LISTED RECORDS
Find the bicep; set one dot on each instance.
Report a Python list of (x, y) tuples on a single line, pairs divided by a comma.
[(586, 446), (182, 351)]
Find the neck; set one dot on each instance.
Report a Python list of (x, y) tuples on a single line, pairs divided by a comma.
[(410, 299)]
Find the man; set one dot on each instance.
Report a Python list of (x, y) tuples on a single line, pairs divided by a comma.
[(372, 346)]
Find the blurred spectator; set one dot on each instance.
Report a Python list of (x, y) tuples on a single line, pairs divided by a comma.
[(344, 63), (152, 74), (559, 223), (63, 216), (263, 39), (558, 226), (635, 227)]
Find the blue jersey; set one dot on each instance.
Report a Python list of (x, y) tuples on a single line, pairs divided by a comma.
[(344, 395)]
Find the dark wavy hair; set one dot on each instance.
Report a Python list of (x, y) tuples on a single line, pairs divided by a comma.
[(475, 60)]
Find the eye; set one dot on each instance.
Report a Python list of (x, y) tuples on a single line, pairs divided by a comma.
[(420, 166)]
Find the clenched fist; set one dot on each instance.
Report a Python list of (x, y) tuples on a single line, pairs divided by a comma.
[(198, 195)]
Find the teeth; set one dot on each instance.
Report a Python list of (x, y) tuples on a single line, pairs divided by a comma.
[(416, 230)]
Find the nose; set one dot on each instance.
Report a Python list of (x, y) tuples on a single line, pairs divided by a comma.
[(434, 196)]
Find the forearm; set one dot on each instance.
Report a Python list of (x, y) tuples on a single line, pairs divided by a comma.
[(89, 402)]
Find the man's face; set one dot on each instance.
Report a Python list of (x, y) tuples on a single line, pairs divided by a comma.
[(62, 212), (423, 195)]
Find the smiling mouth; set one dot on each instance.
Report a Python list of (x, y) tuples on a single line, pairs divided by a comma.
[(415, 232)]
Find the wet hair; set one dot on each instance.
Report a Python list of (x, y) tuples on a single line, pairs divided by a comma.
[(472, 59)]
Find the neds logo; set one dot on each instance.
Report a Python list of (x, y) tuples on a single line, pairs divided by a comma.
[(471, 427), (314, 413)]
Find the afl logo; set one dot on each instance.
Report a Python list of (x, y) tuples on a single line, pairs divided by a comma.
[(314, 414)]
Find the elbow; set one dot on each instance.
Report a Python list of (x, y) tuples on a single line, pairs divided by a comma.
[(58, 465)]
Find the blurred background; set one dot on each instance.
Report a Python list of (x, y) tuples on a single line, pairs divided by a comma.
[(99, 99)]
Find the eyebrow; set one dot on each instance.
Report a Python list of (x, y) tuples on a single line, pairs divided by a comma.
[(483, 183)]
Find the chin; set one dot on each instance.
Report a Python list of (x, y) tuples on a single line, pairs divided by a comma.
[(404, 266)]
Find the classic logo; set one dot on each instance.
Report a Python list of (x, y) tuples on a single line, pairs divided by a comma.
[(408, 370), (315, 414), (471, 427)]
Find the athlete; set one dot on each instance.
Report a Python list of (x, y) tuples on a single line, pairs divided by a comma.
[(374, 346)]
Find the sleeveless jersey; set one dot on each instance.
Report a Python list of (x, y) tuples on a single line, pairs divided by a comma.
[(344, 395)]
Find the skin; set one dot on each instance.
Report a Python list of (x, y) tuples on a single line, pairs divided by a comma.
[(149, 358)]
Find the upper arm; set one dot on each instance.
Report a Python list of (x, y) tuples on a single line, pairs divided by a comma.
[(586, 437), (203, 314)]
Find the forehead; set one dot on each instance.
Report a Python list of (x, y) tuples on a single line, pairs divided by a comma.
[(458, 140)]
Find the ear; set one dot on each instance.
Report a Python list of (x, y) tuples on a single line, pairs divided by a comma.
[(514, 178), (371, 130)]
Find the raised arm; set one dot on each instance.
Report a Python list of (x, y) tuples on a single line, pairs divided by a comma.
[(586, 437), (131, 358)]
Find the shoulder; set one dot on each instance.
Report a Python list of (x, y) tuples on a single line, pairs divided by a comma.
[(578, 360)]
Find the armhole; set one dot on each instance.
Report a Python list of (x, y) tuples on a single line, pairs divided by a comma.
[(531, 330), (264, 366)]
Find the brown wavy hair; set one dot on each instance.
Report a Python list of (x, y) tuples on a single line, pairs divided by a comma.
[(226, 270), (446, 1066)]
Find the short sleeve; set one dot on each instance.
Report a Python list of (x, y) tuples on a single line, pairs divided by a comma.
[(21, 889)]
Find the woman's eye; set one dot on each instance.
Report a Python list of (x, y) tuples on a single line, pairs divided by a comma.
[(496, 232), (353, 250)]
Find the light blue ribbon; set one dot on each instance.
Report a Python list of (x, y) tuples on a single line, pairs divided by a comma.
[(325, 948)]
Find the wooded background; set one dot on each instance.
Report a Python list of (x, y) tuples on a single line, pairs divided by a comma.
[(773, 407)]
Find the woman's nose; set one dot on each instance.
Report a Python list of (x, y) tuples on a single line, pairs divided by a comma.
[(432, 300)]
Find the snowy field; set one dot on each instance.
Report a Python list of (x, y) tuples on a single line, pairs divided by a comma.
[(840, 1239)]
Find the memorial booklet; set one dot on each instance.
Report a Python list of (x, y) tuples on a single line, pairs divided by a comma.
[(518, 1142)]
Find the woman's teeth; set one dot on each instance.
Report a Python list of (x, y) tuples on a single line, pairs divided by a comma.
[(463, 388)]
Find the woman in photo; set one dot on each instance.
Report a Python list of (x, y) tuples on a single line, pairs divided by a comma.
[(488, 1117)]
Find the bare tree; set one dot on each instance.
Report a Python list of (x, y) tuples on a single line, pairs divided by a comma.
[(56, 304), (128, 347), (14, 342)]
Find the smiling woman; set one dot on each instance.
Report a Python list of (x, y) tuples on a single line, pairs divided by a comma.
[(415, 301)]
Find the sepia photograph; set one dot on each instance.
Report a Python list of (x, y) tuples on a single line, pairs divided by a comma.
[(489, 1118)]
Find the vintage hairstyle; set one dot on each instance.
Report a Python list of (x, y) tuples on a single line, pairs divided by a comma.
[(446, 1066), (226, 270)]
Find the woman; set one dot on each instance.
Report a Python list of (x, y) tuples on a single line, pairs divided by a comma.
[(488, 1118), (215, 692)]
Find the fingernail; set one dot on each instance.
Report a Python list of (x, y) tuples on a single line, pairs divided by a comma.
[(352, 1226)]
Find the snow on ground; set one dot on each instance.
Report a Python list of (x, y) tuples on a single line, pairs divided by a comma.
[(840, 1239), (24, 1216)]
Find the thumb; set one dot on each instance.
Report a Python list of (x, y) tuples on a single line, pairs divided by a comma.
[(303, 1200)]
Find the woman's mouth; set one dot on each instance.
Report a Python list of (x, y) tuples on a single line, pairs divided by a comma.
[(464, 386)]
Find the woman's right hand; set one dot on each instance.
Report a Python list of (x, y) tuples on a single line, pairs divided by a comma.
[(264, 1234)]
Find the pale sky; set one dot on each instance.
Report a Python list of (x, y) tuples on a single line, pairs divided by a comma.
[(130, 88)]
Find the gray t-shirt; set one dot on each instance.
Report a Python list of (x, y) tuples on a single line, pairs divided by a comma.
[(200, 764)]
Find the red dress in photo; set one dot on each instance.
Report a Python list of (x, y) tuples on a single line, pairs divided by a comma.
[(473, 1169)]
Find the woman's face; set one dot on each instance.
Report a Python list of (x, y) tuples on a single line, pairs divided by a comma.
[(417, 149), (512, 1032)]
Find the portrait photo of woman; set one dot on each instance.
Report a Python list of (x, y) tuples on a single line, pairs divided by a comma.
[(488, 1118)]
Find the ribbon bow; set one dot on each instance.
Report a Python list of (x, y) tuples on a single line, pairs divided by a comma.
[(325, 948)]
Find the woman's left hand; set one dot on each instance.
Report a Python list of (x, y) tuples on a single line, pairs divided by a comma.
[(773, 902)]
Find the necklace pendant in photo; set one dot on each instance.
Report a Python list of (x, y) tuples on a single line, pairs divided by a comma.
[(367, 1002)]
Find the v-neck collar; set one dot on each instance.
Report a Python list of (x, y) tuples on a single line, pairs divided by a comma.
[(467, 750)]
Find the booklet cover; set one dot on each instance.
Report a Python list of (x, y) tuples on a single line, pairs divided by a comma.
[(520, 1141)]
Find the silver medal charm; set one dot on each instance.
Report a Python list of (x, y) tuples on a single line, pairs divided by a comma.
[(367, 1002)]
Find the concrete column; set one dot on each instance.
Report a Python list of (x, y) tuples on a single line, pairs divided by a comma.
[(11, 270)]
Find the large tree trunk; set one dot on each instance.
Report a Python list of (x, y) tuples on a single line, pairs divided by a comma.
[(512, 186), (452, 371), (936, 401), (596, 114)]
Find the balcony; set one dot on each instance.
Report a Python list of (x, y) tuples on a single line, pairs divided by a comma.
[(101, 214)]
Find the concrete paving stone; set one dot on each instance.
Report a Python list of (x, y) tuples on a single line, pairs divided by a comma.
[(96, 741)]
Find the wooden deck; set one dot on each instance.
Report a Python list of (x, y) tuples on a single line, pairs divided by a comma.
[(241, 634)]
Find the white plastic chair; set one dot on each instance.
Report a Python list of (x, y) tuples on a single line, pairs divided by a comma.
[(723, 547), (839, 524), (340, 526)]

GIVEN EXERCISE
Reproduce the entries between the lines holding "Find the athlete;" and "[(21, 889)]", inclusive, keeping every request line as is. In the answers, shift each coordinate by adding -148 to it.

PROBLEM SOLUTION
Find the athlete; set one dot on each instance.
Report a Python list of (x, y) tuples on a single line, pairs divided by a comma.
[(226, 198)]
Find the sleeveless jersey; set one dot on each instance.
Report a Python list of (x, y) tuples on a single line, pairs divided by a comma.
[(196, 247)]
Find the skin; set one dot on each instance.
Report a Python list of (x, y) tuples on a single line, pairs divided by a comma.
[(1, 210)]
Find the upper arm; set one dot on each instance.
Report a Python list of (x, y) tuples on a single line, pairs divided by a comma.
[(438, 289), (55, 166)]
Find the forehead; set one dot on each instance.
Report a Python list of (x, y) tuples on a single line, pairs divided by a comma.
[(310, -8)]
Find the ear; set one dot on each instance.
Report a Python list of (x, y) tuples on a single line, pairs divided by a comma.
[(366, 30), (223, -18)]
Find the raised arm; set one dot on each instance.
Report a Python list of (x, y) tuples on a single line, pairs divided by a comma.
[(438, 289), (-17, 210)]
Find the shoulder; set one dot on each instance.
Report a Python list of (x, y) tuples on a single line, pairs divided by a comma.
[(430, 212)]
Find the armhole; set one dot on each instance.
Report a Python list of (x, y) tuples on a single line, pairs divided by a comma.
[(383, 182), (116, 218)]
Find the brown wavy hair; set one dot on each instance.
Report a Python list of (x, y) tuples on a single line, pairs divided by a comma.
[(78, 122), (298, 918)]
Find the short sleeve; set one dot on each instance.
Report a Python list of (x, y) tuples on a single line, pairs divided by a comma.
[(-127, 741)]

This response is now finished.